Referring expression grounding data
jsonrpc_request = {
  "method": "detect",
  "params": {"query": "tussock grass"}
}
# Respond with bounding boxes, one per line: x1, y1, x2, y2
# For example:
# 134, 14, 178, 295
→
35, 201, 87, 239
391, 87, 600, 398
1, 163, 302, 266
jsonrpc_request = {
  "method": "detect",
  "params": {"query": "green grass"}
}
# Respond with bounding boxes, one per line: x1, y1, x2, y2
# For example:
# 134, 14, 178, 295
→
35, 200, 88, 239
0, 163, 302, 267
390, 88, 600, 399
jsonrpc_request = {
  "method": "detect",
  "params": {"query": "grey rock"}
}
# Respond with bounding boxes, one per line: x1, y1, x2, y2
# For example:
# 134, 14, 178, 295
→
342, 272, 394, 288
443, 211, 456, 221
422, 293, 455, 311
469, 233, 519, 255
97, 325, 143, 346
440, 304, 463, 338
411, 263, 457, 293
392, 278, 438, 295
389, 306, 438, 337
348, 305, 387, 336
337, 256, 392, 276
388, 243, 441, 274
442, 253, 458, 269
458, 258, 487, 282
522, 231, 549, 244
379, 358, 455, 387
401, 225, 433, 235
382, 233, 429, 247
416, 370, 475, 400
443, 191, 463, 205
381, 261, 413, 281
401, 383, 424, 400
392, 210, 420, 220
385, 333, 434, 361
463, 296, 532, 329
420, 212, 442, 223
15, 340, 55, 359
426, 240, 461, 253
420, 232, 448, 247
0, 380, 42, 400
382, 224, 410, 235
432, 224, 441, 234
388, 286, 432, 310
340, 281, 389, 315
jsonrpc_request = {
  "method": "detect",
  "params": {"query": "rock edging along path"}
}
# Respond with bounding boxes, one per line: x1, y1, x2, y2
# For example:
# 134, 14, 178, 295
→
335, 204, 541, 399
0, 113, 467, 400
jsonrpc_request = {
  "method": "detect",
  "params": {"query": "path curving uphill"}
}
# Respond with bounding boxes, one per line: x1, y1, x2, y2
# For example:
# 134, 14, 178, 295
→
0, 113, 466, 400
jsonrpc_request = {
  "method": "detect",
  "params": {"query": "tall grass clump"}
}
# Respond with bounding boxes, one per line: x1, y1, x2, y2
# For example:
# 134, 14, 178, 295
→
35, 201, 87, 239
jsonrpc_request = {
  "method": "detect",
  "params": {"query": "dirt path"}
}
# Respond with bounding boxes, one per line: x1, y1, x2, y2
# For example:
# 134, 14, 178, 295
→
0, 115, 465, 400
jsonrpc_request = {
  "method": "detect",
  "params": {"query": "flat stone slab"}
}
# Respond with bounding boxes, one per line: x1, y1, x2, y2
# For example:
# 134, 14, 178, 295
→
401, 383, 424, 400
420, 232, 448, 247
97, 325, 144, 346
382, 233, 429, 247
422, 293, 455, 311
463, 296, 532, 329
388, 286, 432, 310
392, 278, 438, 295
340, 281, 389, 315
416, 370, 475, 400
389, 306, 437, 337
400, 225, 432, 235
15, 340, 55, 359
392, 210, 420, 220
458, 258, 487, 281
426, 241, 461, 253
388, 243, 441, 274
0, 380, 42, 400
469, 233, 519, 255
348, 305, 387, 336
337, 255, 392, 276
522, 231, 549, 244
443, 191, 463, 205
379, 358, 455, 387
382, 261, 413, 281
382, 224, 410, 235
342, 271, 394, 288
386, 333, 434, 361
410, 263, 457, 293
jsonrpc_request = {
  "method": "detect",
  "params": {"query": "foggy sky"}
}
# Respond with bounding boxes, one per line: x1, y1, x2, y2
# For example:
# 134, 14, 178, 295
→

## What is required
All of the data above must be repeated exactly.

## Response to this task
jsonrpc_request = {
  "method": "detect",
  "params": {"query": "tussock grass"}
}
# Respond with bounding boxes, one per line: x1, y1, x2, y2
# For example:
# 134, 14, 178, 295
→
35, 201, 87, 239
391, 87, 600, 398
1, 163, 302, 266
jsonrpc_request = {
  "method": "detect",
  "params": {"query": "green grass"}
}
# Respond with bounding boxes, one per line: x1, y1, x2, y2
# For example:
# 134, 14, 178, 295
→
35, 200, 88, 239
0, 163, 302, 267
390, 88, 600, 399
jsonrpc_request = {
  "method": "detect",
  "params": {"query": "grey rock"}
}
# Respond with bounding boxes, one per line: x1, y1, x2, y2
# For example:
# 134, 14, 178, 295
→
342, 272, 394, 288
443, 211, 456, 221
422, 293, 455, 311
469, 233, 519, 255
97, 325, 143, 346
440, 304, 463, 338
411, 263, 457, 293
392, 278, 438, 295
389, 306, 438, 337
348, 305, 387, 336
337, 256, 392, 276
388, 243, 441, 274
442, 253, 458, 269
458, 258, 487, 282
522, 231, 549, 244
379, 358, 455, 387
401, 225, 433, 235
382, 233, 429, 247
416, 370, 475, 400
443, 191, 463, 205
381, 261, 413, 281
401, 383, 424, 400
392, 210, 420, 220
385, 333, 434, 361
463, 296, 532, 329
420, 212, 442, 223
15, 340, 55, 359
426, 240, 461, 253
420, 232, 448, 247
0, 380, 42, 400
382, 224, 410, 235
432, 224, 441, 234
388, 286, 432, 310
340, 281, 389, 315
jsonrpc_request = {
  "method": "detect",
  "params": {"query": "rock edging along path"}
}
# Respond with bounding boxes, one per line: x1, y1, x2, y2
# For example:
# 134, 14, 178, 295
→
335, 204, 541, 399
0, 113, 467, 400
jsonrpc_request = {
  "method": "detect",
  "params": {"query": "path curving uphill"}
}
# Respond with bounding boxes, one per line: x1, y1, x2, y2
# For example:
# 134, 14, 178, 295
→
0, 113, 466, 400
jsonrpc_request = {
  "method": "detect",
  "params": {"query": "tall grass clump"}
}
# Respond with bounding boxes, one per line: x1, y1, x2, y2
# For example:
# 134, 14, 178, 295
→
35, 201, 87, 239
jsonrpc_request = {
  "method": "detect",
  "params": {"query": "dirt path"}
}
# Respond with bounding boxes, one per line: x1, y1, x2, y2
# For example:
# 134, 14, 178, 295
→
0, 115, 465, 400
jsonrpc_request = {
  "method": "detect",
  "params": {"query": "flat stone slab"}
}
# Respond with bounding boxes, one per line: x1, y1, x2, y2
# For example:
# 134, 14, 178, 295
→
401, 383, 424, 400
420, 232, 448, 247
97, 325, 144, 346
382, 233, 429, 247
422, 293, 455, 311
463, 296, 532, 329
388, 286, 432, 310
392, 278, 438, 295
340, 281, 389, 315
416, 370, 475, 400
389, 306, 437, 337
400, 225, 432, 235
15, 340, 55, 359
392, 210, 420, 220
458, 258, 487, 281
426, 241, 461, 253
388, 243, 441, 274
0, 380, 42, 400
469, 233, 519, 255
348, 305, 387, 336
337, 255, 392, 276
522, 231, 549, 244
443, 191, 463, 205
379, 358, 455, 387
382, 261, 413, 281
382, 224, 410, 235
342, 271, 394, 288
386, 333, 434, 361
410, 263, 457, 293
jsonrpc_request = {
  "method": "detect",
  "params": {"query": "foggy sky"}
}
# Respond with bounding boxes, one per line: x1, y1, x2, y2
# For example:
# 134, 14, 178, 295
→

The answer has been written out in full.